**GIVEN PROBLEM:** Tally the lines in the records below that contain the word "every", and reply with that count alone.

::: RAW DATA

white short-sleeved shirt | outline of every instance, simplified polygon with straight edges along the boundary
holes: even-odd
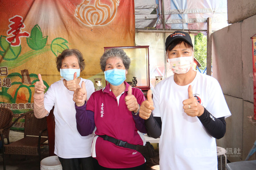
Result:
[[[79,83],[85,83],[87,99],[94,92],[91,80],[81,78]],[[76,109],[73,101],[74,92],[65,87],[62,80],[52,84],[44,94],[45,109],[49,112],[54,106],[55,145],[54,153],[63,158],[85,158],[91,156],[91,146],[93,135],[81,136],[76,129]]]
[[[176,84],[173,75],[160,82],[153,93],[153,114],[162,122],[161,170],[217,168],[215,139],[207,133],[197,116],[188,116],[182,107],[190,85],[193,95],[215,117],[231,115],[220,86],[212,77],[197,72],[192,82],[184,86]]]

::::::
::: RAW DATA

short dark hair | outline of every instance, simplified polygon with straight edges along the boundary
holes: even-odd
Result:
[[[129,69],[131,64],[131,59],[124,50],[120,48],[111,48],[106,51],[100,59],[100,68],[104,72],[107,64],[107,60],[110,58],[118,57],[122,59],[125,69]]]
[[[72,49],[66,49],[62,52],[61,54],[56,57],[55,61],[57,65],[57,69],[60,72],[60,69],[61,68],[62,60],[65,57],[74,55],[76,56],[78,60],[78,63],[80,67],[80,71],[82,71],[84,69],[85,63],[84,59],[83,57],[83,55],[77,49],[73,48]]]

::::::

**FULL OUTPUT:** 2